=== Passage to read ===
== == ==
This Young Farmer From Bihar Is Growing World Record Amounts Of Rice
The Logical Indian Bihar
November 22nd, 2015 / 10:46 AM
Source & Image: theguardian
Sumant Kumar, a young farmer from Darveshpura, Bihar has turned the agriculture world upside down with 22.4 tonnes of rice grown on one hectare of land without using any herbicides. It was recorded as a world record after beating 19.4 tonnes achieved by the “father of rice”, the Chinese agriculture scientist Yuan Lingpong.
The exceptional achievement has inspired many others in and around his village. Some farmers who have adopted this technique have recorded over more than 17 tonnes, with many others who have claimed to have more than double than their usual yield.
The villagers of Darveshpura who were ignored till now, have now been rewarded with electricity, a bank and a new concrete bridge. With more yields, people are now able to save money for their health and children’s education.
== == ==
=== Rows ===
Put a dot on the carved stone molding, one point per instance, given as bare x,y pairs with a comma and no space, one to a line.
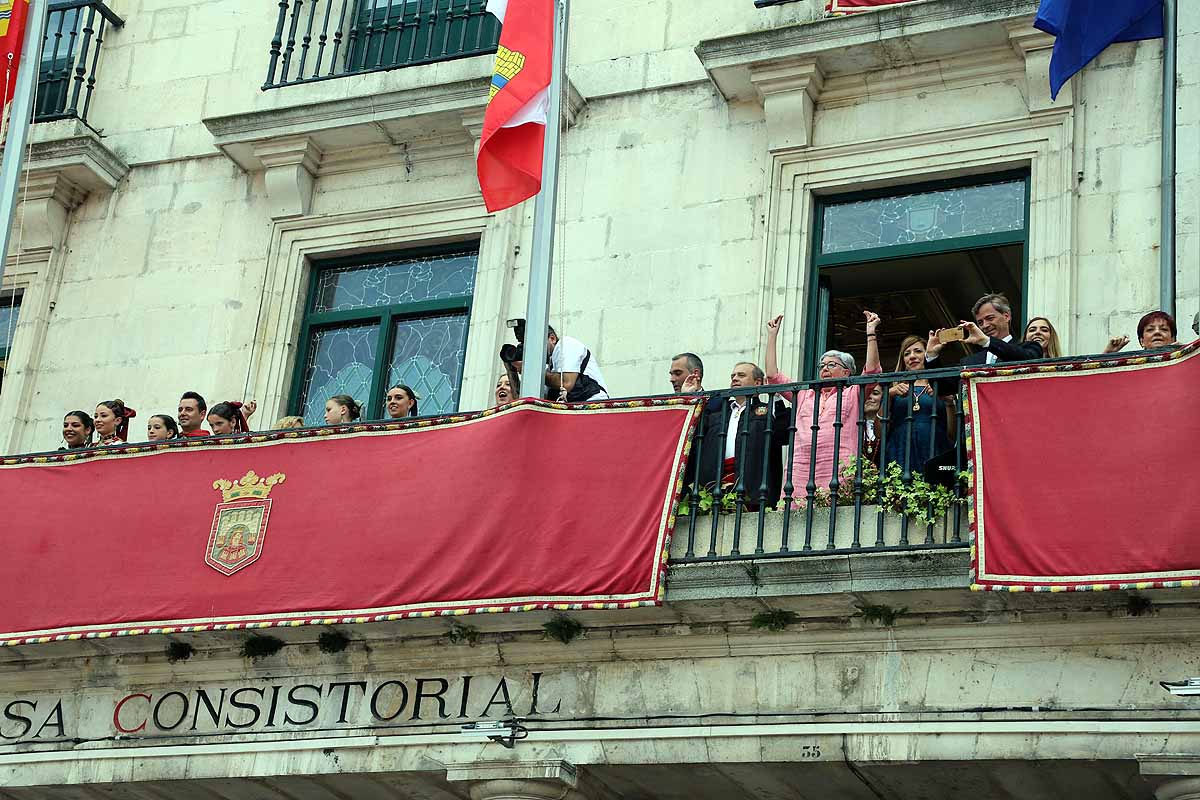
790,90
1036,47
786,68
309,131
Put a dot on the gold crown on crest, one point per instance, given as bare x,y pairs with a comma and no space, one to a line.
250,486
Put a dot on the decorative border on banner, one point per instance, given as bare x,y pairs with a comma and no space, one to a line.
319,432
978,530
654,596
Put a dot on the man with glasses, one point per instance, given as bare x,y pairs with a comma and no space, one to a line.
991,331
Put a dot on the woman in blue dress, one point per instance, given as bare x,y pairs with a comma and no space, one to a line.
923,434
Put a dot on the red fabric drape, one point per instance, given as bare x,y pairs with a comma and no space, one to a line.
1083,474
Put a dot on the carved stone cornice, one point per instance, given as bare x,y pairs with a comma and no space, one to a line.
312,130
67,161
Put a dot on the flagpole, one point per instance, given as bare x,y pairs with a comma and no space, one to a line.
533,374
1167,251
19,121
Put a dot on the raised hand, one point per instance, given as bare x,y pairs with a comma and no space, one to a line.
934,344
873,320
975,336
1116,343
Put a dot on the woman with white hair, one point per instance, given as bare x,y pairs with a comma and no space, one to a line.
834,364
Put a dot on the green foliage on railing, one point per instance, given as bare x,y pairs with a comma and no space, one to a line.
917,498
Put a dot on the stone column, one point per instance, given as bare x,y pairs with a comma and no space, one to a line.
535,780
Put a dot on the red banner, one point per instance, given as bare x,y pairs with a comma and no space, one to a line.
1081,471
850,6
533,505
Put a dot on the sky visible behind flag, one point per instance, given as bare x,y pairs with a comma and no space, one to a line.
1084,28
510,150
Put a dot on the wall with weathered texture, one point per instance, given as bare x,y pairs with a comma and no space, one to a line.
667,191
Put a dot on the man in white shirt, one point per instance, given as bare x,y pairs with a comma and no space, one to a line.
575,370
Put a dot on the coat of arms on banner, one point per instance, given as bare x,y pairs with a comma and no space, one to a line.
239,524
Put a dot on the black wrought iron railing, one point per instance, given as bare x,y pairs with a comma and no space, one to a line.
318,40
71,47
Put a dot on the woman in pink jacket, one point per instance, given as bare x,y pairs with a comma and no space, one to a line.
833,364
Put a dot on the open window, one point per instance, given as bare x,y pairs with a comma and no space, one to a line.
919,257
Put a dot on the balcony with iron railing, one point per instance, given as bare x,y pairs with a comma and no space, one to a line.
71,52
318,40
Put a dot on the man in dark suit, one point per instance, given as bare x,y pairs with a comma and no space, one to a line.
738,437
991,331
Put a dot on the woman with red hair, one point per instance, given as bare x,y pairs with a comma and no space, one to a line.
1155,330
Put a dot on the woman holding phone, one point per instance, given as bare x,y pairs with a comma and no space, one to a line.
919,416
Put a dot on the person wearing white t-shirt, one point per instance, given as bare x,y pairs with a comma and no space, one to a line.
570,359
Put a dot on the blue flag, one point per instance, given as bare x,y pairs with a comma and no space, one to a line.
1084,28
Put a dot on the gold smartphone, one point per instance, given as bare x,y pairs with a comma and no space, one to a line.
948,335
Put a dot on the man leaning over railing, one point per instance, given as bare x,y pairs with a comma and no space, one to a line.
737,435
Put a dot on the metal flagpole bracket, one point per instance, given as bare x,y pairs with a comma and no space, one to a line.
19,120
533,377
1167,252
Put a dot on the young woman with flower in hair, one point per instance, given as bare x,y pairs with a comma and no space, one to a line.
227,417
401,402
77,431
113,422
341,409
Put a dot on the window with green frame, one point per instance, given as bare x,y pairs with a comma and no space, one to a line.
397,32
919,256
375,323
10,308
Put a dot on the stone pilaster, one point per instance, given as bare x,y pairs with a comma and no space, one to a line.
1036,47
291,172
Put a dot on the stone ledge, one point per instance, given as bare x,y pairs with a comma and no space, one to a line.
67,161
77,152
879,40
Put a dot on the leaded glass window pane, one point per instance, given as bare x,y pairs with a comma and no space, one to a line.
925,216
403,281
427,356
341,361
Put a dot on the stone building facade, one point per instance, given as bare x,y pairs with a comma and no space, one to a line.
199,232
169,242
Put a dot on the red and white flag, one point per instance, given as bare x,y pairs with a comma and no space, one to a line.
12,36
510,150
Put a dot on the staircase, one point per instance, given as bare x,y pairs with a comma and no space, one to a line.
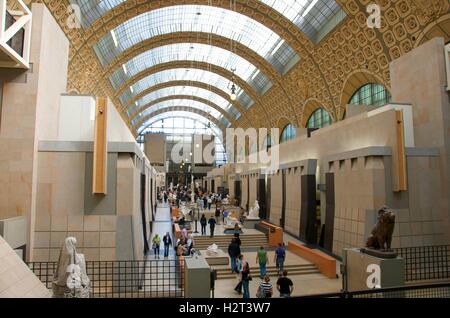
293,270
248,240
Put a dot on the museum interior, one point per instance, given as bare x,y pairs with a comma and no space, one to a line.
224,149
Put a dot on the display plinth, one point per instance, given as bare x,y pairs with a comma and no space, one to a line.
221,258
358,270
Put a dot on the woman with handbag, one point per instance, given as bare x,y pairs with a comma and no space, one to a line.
156,243
265,289
246,278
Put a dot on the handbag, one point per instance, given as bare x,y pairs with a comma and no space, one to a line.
261,293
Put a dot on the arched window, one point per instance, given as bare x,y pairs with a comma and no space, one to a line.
289,132
371,94
253,148
319,119
267,143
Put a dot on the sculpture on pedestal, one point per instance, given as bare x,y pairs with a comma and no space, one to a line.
212,250
253,214
379,242
70,279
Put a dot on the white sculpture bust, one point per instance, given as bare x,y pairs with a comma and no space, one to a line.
70,278
253,214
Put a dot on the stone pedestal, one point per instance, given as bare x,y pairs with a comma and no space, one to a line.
250,223
359,270
197,277
221,258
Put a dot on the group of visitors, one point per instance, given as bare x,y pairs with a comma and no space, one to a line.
242,268
185,244
156,243
212,224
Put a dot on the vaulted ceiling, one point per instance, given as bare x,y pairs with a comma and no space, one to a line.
157,57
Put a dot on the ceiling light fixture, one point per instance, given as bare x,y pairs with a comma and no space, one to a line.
232,87
113,35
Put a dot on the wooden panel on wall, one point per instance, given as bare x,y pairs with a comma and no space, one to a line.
100,147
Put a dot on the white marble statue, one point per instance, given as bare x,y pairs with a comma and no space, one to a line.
212,250
70,279
253,214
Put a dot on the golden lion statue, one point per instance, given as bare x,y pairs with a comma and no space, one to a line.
381,235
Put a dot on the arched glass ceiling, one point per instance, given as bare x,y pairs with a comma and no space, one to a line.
198,18
181,114
315,18
192,52
189,91
189,74
185,103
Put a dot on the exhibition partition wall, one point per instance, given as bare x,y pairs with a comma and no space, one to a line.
276,197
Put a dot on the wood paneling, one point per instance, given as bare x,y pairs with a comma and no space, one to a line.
100,147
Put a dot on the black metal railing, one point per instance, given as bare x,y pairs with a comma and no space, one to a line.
17,41
125,279
440,290
426,262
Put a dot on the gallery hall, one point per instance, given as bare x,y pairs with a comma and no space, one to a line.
224,149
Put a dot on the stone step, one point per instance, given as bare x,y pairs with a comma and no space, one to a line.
271,272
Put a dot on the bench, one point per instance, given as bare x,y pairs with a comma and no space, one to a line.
326,264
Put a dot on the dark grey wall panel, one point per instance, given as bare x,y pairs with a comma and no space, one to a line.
124,238
101,204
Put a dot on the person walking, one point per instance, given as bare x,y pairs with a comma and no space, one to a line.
285,285
217,215
280,256
212,225
265,289
239,265
234,251
246,278
205,202
167,242
209,202
156,243
261,259
203,222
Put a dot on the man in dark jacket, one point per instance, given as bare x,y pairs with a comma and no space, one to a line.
234,251
212,225
167,242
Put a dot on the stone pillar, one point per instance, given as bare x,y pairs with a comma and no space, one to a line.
197,277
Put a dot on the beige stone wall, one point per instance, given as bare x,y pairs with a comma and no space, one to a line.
244,190
293,200
16,279
60,211
419,78
356,182
276,197
253,189
30,111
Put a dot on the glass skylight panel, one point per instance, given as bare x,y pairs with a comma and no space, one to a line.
188,74
91,10
191,18
179,114
174,103
190,91
315,18
191,52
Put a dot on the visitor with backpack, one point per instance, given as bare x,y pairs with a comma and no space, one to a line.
261,259
280,256
285,285
203,223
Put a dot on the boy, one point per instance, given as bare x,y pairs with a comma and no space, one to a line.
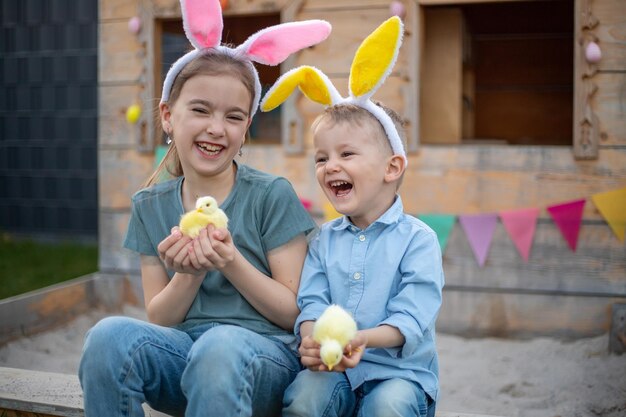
377,262
380,264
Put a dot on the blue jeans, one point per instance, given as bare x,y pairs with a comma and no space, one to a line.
326,394
210,370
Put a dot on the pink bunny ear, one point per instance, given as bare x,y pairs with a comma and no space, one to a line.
274,44
202,21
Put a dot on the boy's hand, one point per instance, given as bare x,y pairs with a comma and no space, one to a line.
352,354
310,355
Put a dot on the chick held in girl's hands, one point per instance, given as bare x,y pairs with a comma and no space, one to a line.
206,212
333,330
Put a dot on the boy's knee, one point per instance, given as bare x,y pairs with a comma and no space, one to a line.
394,398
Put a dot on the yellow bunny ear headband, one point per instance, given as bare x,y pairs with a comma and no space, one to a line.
371,66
== == ==
=== To be done ===
Carry on the article about the young Bihar farmer's record rice harvest, starting after its final sentence.

=== Response to this exercise ===
According to Agricultures Network, the process employed by farmers of Darveshpura is known as SRI (the system of rice intensification) (SRI), developed in 1983 by the French Jesuit Father Henri de Laulanié. This process is commonly promoted as “produce more from less”.
Difference between common rice plantation technique and SRI:
1. Three-week-old rice seedlings are planted.
2. Seedlings are planted in a clump of three-four.
3. No pattern.
4. Manmade fertilisers are more commonly used.
5. Weedicides are used to get rid of unwanted plants.
1. Young plants are transplanted into fields.
2. Single seedlings are planted one by one.
3. Seedlings are planted in a grid-pattern.
4. Organic fertilisers are used.
5. Weeds are removed manually or mechanically.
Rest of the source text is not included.